» What needs to be done
Rewrite every line from the start of the records through the line containing "x=271, y=695", requests included, scaling each coordinate in the answers by 0.65 and rounding to a whole number with halves rounded up. Leave the pictures out of your answer.

Pointing and labeling records
_ _ _ _ _ _ _
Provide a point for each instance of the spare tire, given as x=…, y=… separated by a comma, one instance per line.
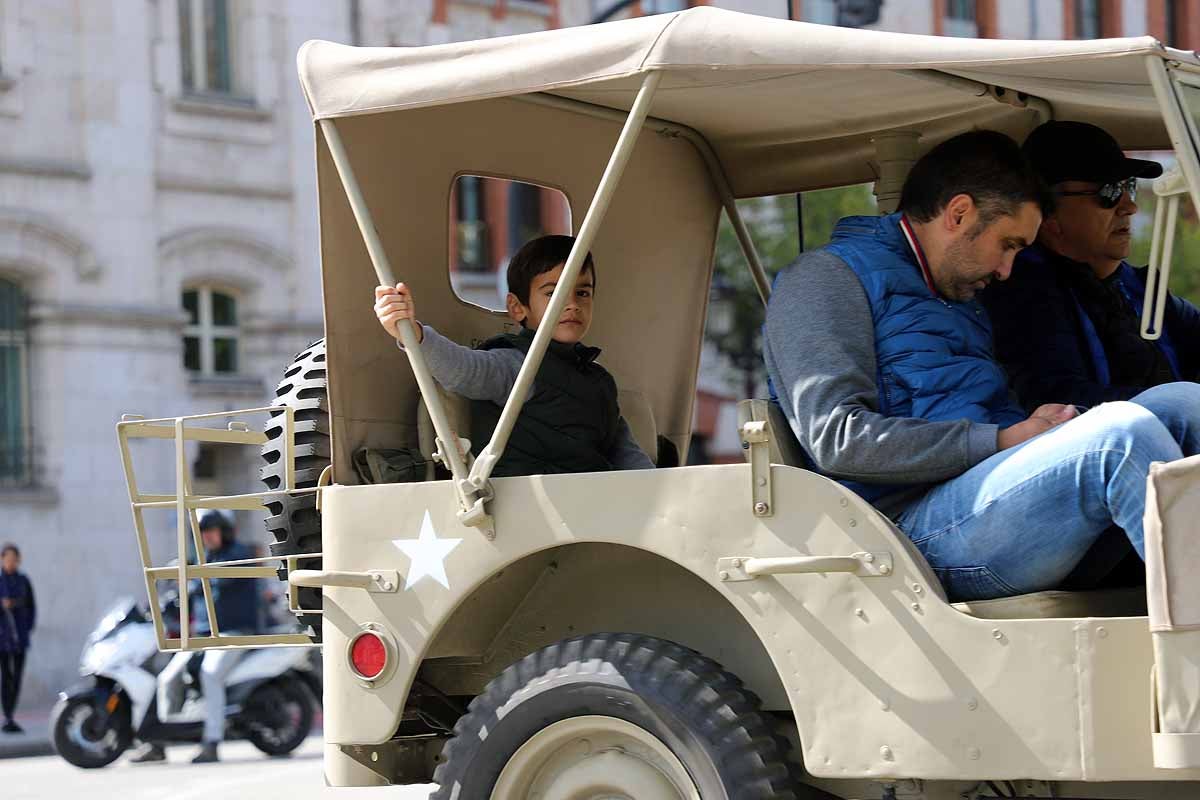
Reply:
x=293, y=521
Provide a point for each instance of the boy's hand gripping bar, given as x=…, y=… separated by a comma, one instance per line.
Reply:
x=472, y=498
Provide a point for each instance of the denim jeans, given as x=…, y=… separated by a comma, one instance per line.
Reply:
x=1021, y=519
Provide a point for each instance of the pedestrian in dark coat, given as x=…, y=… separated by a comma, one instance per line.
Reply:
x=18, y=613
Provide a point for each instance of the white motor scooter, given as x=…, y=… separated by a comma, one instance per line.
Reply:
x=271, y=695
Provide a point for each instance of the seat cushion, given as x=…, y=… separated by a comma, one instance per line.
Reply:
x=1054, y=603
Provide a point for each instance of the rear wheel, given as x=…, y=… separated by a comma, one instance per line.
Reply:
x=87, y=737
x=279, y=716
x=615, y=715
x=293, y=521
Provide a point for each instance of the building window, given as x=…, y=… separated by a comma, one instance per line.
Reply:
x=210, y=337
x=490, y=220
x=205, y=47
x=960, y=19
x=1087, y=19
x=16, y=467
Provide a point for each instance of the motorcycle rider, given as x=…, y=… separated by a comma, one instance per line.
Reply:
x=237, y=605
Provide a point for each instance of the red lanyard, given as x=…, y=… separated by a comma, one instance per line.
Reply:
x=918, y=252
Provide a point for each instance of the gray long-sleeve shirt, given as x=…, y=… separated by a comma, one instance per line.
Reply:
x=491, y=374
x=820, y=353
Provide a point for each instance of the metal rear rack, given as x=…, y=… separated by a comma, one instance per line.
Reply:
x=185, y=503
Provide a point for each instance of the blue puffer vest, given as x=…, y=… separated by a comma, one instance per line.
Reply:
x=934, y=356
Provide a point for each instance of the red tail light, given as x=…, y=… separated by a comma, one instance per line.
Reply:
x=369, y=655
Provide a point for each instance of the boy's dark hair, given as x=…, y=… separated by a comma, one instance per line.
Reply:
x=539, y=256
x=985, y=164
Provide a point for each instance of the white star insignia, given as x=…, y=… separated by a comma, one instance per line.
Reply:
x=427, y=554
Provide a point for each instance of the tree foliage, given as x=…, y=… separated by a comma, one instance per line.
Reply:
x=736, y=313
x=1186, y=256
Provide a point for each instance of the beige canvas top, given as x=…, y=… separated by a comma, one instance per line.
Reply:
x=784, y=103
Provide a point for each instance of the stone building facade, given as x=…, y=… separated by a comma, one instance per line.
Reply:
x=159, y=254
x=159, y=248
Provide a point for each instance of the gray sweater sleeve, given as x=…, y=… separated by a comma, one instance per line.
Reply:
x=475, y=374
x=490, y=376
x=820, y=352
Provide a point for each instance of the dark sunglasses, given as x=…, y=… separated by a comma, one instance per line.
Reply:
x=1109, y=194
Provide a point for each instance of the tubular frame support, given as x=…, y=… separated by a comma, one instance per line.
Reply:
x=1041, y=107
x=387, y=581
x=185, y=505
x=864, y=565
x=469, y=493
x=715, y=170
x=491, y=453
x=1176, y=125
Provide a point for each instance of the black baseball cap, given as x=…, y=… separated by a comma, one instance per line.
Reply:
x=1078, y=151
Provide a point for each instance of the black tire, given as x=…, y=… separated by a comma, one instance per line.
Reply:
x=701, y=713
x=277, y=716
x=79, y=741
x=293, y=519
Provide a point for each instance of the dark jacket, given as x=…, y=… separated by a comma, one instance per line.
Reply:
x=1062, y=343
x=235, y=599
x=16, y=623
x=569, y=421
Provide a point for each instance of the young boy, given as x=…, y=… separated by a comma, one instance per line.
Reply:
x=570, y=421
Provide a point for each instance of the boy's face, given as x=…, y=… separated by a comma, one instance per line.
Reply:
x=576, y=318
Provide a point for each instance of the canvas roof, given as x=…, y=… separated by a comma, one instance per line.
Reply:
x=785, y=104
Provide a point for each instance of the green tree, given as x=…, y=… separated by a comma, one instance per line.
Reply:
x=736, y=313
x=1186, y=257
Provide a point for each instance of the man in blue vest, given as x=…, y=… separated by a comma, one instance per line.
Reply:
x=1068, y=323
x=882, y=362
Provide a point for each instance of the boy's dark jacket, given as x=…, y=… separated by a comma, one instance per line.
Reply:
x=568, y=423
x=16, y=623
x=1048, y=323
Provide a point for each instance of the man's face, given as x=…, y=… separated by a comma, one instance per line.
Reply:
x=1087, y=233
x=981, y=254
x=576, y=318
x=211, y=539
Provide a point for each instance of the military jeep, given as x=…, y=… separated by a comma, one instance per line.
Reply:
x=741, y=631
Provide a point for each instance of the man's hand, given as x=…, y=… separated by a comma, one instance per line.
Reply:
x=396, y=305
x=1042, y=420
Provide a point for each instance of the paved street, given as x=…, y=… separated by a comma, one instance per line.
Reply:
x=244, y=773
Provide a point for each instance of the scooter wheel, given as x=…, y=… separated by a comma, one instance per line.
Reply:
x=81, y=739
x=279, y=716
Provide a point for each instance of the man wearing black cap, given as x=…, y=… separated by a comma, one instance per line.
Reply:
x=1067, y=322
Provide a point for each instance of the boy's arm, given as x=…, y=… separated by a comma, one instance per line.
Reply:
x=475, y=374
x=625, y=452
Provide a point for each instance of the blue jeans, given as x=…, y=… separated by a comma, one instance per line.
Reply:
x=1020, y=521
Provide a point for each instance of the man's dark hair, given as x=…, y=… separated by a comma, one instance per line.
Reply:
x=539, y=256
x=985, y=164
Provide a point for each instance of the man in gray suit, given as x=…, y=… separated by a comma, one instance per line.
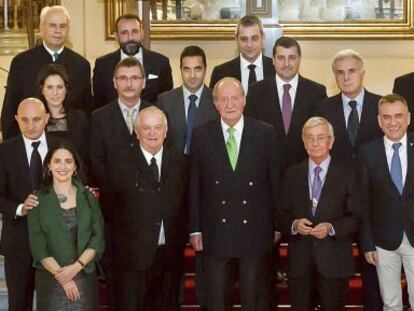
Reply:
x=191, y=104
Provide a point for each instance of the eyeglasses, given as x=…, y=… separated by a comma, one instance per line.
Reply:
x=318, y=139
x=125, y=79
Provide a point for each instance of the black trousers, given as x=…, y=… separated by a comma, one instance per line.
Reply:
x=155, y=289
x=255, y=282
x=332, y=292
x=20, y=282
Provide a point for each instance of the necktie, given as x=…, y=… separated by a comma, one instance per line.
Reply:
x=396, y=171
x=154, y=169
x=252, y=74
x=130, y=119
x=353, y=122
x=286, y=107
x=36, y=166
x=192, y=109
x=231, y=147
x=316, y=188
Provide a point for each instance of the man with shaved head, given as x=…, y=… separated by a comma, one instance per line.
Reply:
x=25, y=67
x=233, y=198
x=21, y=161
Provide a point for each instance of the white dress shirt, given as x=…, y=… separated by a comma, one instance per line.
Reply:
x=245, y=71
x=292, y=91
x=389, y=151
x=347, y=109
x=158, y=158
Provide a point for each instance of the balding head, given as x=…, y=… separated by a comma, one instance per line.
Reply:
x=32, y=118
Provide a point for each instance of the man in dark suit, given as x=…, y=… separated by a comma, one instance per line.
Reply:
x=286, y=100
x=129, y=35
x=319, y=216
x=233, y=200
x=352, y=126
x=20, y=174
x=25, y=67
x=151, y=218
x=251, y=65
x=187, y=107
x=112, y=131
x=353, y=115
x=386, y=172
x=404, y=85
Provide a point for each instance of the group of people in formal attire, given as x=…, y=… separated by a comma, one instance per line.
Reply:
x=230, y=168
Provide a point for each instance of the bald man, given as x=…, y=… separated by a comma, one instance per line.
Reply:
x=21, y=161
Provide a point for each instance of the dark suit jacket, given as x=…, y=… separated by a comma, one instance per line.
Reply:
x=109, y=136
x=263, y=104
x=332, y=110
x=154, y=64
x=234, y=210
x=387, y=214
x=172, y=103
x=22, y=83
x=338, y=205
x=15, y=186
x=232, y=69
x=404, y=85
x=143, y=203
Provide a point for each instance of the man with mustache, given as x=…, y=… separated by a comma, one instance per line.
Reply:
x=129, y=35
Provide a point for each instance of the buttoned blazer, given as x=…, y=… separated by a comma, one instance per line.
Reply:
x=158, y=77
x=15, y=186
x=22, y=83
x=234, y=210
x=232, y=69
x=172, y=103
x=403, y=85
x=332, y=110
x=142, y=203
x=387, y=214
x=339, y=205
x=263, y=104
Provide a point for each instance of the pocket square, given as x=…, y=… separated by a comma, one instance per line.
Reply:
x=151, y=76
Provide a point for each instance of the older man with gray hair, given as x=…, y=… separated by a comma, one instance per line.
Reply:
x=25, y=67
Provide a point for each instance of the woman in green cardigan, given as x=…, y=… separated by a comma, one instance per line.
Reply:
x=66, y=236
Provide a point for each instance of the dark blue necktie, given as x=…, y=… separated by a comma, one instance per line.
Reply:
x=396, y=170
x=192, y=109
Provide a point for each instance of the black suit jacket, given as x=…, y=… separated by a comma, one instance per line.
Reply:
x=404, y=85
x=234, y=210
x=338, y=205
x=387, y=214
x=142, y=203
x=263, y=104
x=155, y=64
x=232, y=69
x=332, y=110
x=15, y=186
x=172, y=103
x=22, y=83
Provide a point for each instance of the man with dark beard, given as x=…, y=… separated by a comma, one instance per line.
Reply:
x=129, y=35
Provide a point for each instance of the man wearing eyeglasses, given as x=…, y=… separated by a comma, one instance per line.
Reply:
x=112, y=130
x=319, y=216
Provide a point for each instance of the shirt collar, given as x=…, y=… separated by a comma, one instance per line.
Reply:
x=258, y=62
x=50, y=51
x=148, y=155
x=28, y=142
x=324, y=165
x=359, y=98
x=187, y=93
x=293, y=83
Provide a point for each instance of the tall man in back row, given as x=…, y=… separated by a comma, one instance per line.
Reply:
x=251, y=65
x=233, y=200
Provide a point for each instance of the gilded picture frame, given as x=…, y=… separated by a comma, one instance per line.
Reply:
x=390, y=23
_ _ _ _ _ _ _
» Response to this exercise
Provide a point for each instance of the spare tire, given as x=…, y=… separated by a comma, one instance per line.
Reply:
x=190, y=339
Provide a point for each instance of the boy's hand gripping bar, given as x=…, y=… separated by a comma, one instance per line.
Reply:
x=307, y=324
Provide a point for each instance of the denim jeans, given as x=…, y=… separated by a comma, one instance per line.
Reply:
x=664, y=337
Provide a point for each instance of the pedestrian in dark coat, given as x=…, y=… separated by a comma, one instance per line.
Reply:
x=12, y=398
Provide a point for each instance of the white motor scooter, given as x=…, y=… separated by a comma, one instance per line.
Reply:
x=176, y=452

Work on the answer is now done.